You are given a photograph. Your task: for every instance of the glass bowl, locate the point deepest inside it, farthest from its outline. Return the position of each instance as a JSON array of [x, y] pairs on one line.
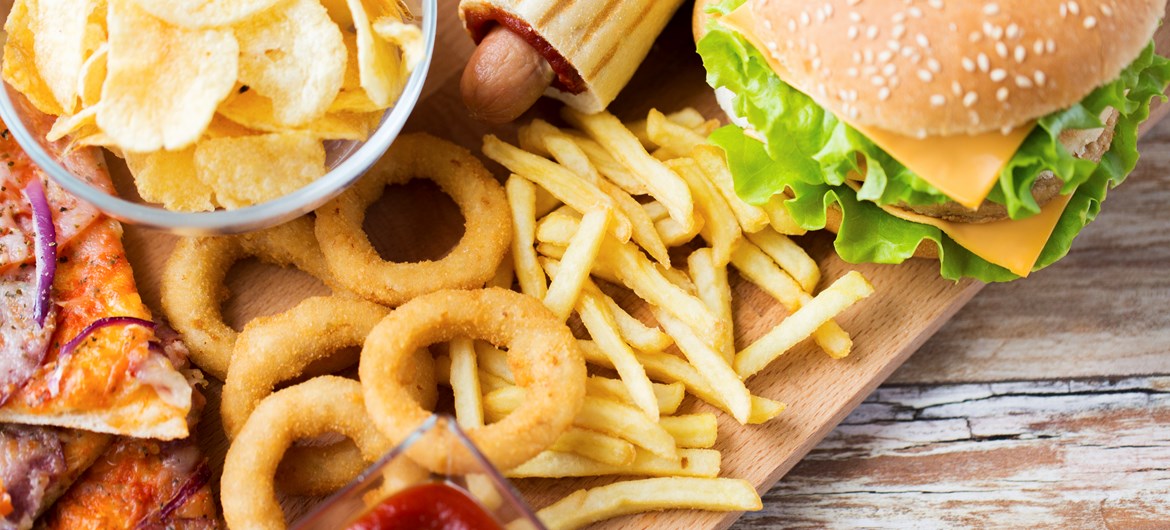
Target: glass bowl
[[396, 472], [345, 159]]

==

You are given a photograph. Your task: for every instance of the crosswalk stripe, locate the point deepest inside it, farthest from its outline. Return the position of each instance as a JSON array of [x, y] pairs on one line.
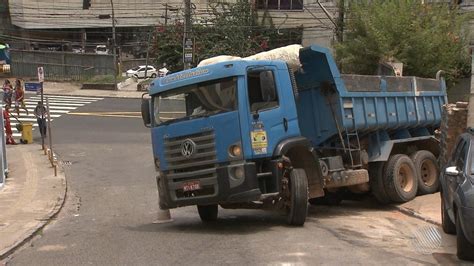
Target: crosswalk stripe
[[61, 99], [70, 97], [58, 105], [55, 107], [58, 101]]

...

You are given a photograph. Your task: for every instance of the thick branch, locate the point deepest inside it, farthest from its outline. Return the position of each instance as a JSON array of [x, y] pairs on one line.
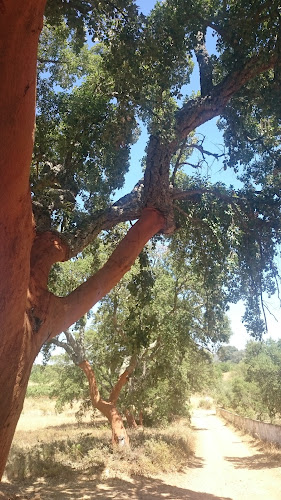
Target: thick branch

**Job**
Rewrite the lines from the one containing "of the glass" through the one containing "[[396, 472], [345, 159]]", inclusive, omitting the picture. Multiply each x and y coordinate in the answer by 1.3 and round to whole numbers, with halves rounded up, while keeping all other text unchanged.

**Task output**
You are given a photograph. Your task: for every instance of the glass bowl, locate the point deepest inside it, farthest from its outline. Return the position of each instance as a JSON array of [x, y] pairs on one line.
Target: glass bowl
[[515, 614], [449, 207]]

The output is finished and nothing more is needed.